# Records shown
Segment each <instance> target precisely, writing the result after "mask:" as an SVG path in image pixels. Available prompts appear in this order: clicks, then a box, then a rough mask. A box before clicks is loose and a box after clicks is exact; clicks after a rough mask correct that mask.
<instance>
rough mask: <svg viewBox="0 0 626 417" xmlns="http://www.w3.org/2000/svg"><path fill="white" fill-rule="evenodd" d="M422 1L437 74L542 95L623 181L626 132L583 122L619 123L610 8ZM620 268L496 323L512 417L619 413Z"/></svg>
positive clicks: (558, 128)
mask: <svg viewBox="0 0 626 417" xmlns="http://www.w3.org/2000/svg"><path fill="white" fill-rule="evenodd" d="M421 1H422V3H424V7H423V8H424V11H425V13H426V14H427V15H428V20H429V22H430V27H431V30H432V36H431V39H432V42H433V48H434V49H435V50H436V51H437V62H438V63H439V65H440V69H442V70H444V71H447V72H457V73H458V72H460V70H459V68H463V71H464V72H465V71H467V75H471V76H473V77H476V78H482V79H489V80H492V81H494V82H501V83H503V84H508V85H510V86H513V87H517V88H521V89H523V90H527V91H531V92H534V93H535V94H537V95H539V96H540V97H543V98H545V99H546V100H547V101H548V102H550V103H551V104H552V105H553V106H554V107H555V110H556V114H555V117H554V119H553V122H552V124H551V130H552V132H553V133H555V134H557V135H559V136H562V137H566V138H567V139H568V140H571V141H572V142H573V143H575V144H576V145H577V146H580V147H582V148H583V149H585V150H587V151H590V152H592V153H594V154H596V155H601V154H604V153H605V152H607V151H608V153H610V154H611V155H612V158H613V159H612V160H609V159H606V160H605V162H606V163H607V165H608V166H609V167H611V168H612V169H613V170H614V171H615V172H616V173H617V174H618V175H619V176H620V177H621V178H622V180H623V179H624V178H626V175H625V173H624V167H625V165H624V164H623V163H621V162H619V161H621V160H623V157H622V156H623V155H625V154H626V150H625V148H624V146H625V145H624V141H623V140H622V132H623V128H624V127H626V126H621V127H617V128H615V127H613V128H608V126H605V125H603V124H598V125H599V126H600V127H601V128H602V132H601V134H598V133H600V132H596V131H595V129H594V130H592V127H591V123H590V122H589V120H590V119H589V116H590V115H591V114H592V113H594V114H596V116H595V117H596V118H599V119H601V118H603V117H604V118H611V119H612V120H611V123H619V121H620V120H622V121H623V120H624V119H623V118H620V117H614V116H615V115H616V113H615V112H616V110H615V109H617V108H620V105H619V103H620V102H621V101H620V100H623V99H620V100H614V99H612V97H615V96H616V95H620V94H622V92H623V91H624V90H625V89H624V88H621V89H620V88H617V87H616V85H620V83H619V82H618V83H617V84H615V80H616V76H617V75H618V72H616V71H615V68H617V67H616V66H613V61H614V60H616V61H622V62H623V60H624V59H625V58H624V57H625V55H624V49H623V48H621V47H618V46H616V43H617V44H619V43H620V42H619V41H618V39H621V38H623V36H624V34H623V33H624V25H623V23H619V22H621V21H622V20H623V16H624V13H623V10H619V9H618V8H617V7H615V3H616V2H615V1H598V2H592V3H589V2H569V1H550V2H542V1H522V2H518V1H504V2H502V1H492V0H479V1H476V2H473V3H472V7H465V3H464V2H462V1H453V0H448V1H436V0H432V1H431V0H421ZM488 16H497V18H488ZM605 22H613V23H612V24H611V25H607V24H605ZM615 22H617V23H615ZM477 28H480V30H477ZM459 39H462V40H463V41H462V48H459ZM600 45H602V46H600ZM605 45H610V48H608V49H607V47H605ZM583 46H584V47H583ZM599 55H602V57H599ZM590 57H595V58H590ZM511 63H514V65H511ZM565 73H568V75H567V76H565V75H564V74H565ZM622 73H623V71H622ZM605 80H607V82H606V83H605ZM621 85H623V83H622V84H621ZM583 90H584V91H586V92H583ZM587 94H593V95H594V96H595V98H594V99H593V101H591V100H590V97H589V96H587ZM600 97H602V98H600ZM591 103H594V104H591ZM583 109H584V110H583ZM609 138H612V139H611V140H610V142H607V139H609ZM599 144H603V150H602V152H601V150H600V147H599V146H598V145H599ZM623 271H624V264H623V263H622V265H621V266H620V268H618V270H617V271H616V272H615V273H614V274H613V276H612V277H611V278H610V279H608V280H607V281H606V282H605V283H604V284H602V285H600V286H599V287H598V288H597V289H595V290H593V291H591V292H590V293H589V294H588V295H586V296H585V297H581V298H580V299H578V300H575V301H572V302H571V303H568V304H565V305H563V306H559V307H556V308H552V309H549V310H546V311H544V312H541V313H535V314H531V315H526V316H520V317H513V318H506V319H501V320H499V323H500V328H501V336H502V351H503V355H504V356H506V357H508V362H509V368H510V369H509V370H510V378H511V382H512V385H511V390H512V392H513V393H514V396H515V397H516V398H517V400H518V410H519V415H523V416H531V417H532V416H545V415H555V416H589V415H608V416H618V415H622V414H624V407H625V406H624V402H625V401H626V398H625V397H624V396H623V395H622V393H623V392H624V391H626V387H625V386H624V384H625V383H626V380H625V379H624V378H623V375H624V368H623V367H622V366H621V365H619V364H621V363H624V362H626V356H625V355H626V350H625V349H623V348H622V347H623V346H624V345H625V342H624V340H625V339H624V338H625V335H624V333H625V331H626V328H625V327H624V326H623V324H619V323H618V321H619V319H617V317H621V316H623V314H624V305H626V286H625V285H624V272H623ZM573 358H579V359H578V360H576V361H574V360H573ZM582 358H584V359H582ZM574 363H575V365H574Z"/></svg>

# Problem requirements
Copy out every row above word for word, with no changes.

# Task output
Segment each <instance> target precisely, writing the result after "mask:" as an SVG path in image pixels. Available prompts appear in this order: clicks, then a box, then a rough mask. A box before clicks is loose and a box after clicks is exact; clicks after a rough mask correct that mask.
<instance>
rough mask: <svg viewBox="0 0 626 417" xmlns="http://www.w3.org/2000/svg"><path fill="white" fill-rule="evenodd" d="M422 1L437 74L542 95L623 181L626 132L583 122L619 123L610 8ZM620 268L496 323L512 417L619 413Z"/></svg>
positive clicks: (558, 128)
mask: <svg viewBox="0 0 626 417" xmlns="http://www.w3.org/2000/svg"><path fill="white" fill-rule="evenodd" d="M421 1H422V3H424V7H423V8H424V11H425V13H426V14H427V15H428V20H429V22H430V27H431V30H432V36H431V39H432V42H433V48H434V49H435V50H436V51H437V62H438V63H439V65H440V69H442V70H444V71H447V72H457V73H458V72H460V70H459V68H463V71H464V72H465V71H467V75H471V76H473V77H476V78H482V79H489V80H492V81H494V82H501V83H503V84H508V85H510V86H513V87H517V88H521V89H523V90H527V91H531V92H534V93H535V94H537V95H539V96H540V97H543V98H545V99H546V100H547V101H548V102H550V103H551V104H552V105H553V106H554V107H555V110H556V114H555V117H554V119H553V122H552V124H551V130H552V132H553V133H555V134H557V135H559V136H562V137H566V138H567V139H568V140H571V141H572V142H573V143H575V144H576V145H577V146H580V147H582V148H583V149H585V150H587V151H590V152H592V153H594V154H596V155H601V154H604V153H605V152H607V151H608V153H610V154H611V155H612V158H613V159H612V160H609V159H606V160H605V162H606V163H607V165H608V166H609V167H611V168H612V169H613V170H614V171H615V172H616V173H617V174H618V175H619V176H620V177H621V178H622V180H623V179H624V178H626V175H625V173H624V167H625V165H624V164H623V163H621V162H619V161H621V160H623V157H622V156H623V155H625V154H626V150H625V148H624V146H625V145H624V141H623V140H622V132H623V128H624V127H626V126H621V127H617V128H615V127H613V128H608V126H605V125H603V124H598V125H599V126H600V127H601V128H602V132H601V134H598V133H600V132H596V131H595V129H594V130H592V127H591V123H590V122H589V120H590V119H589V116H590V115H591V114H592V113H594V114H596V116H595V117H596V118H599V119H601V118H603V117H604V118H611V119H612V120H611V123H619V121H620V120H622V121H623V120H624V119H623V118H620V117H614V116H615V115H616V113H615V112H616V110H615V109H617V108H620V105H619V103H620V102H621V101H620V100H623V99H620V100H614V99H612V97H615V96H616V95H620V94H622V92H623V91H624V90H625V89H624V88H621V89H620V88H617V87H616V85H620V83H619V82H618V83H617V84H615V80H616V76H617V75H618V72H616V71H615V68H617V67H616V66H613V61H614V60H616V61H622V62H623V60H624V59H625V58H624V57H625V55H624V49H623V48H621V47H618V46H616V43H617V44H619V43H620V42H619V41H618V39H621V38H623V36H624V34H623V33H624V25H623V23H619V22H621V21H622V20H623V16H624V13H623V10H619V9H618V8H617V7H615V3H616V2H615V1H598V2H592V3H589V2H569V1H550V2H542V1H522V2H518V1H504V2H502V1H492V0H479V1H476V2H473V3H472V7H465V3H464V2H462V1H453V0H448V1H436V0H432V1H431V0H421ZM488 16H497V18H488ZM605 22H613V23H612V24H611V25H607V24H605ZM615 22H617V23H615ZM477 28H480V30H477ZM459 39H462V40H463V41H462V48H459ZM600 45H602V46H600ZM605 45H610V48H608V49H607V47H605ZM583 46H584V47H583ZM599 55H602V57H599ZM590 57H595V58H590ZM511 63H514V65H511ZM565 73H568V75H567V76H565V75H564V74H565ZM622 73H623V71H622ZM605 80H607V82H606V83H605ZM621 85H623V83H622V84H621ZM583 90H584V91H586V92H583ZM587 94H593V95H594V96H595V98H594V99H593V101H591V100H590V97H589V96H587ZM600 97H602V98H600ZM591 103H594V104H591ZM583 109H584V110H583ZM609 138H612V139H611V140H610V142H607V139H609ZM599 144H603V150H602V152H601V150H600V147H599V146H598V145H599ZM623 271H624V264H623V263H622V265H621V266H620V268H618V270H617V271H616V272H615V273H614V274H613V276H612V277H611V278H610V279H608V280H607V281H606V282H605V283H604V284H602V285H600V286H599V287H598V288H597V289H595V290H593V291H591V292H590V293H589V294H588V295H586V296H585V297H581V298H580V299H578V300H575V301H572V302H571V303H568V304H565V305H563V306H559V307H556V308H552V309H549V310H546V311H544V312H541V313H535V314H531V315H526V316H520V317H513V318H506V319H501V320H499V323H500V328H501V336H502V351H503V355H504V356H506V357H508V362H509V368H510V369H509V370H510V378H511V382H512V385H511V390H512V392H513V393H514V396H515V397H516V398H517V400H518V410H519V415H523V416H531V417H532V416H545V415H555V416H589V415H608V416H618V415H622V414H624V407H625V406H624V402H625V401H626V398H625V397H624V396H623V395H622V393H623V392H624V391H626V387H625V386H624V384H625V383H626V380H625V379H624V378H623V375H624V368H623V367H622V366H621V365H619V364H621V363H624V362H626V356H625V355H626V350H625V349H623V348H622V347H623V346H624V345H625V342H624V340H625V339H624V338H625V335H624V333H625V331H626V328H625V327H624V326H623V324H619V323H618V321H619V319H617V317H621V316H623V314H624V305H626V286H625V285H624V272H623ZM573 358H579V359H578V360H576V361H574V360H573ZM582 358H584V359H582ZM574 363H575V365H574Z"/></svg>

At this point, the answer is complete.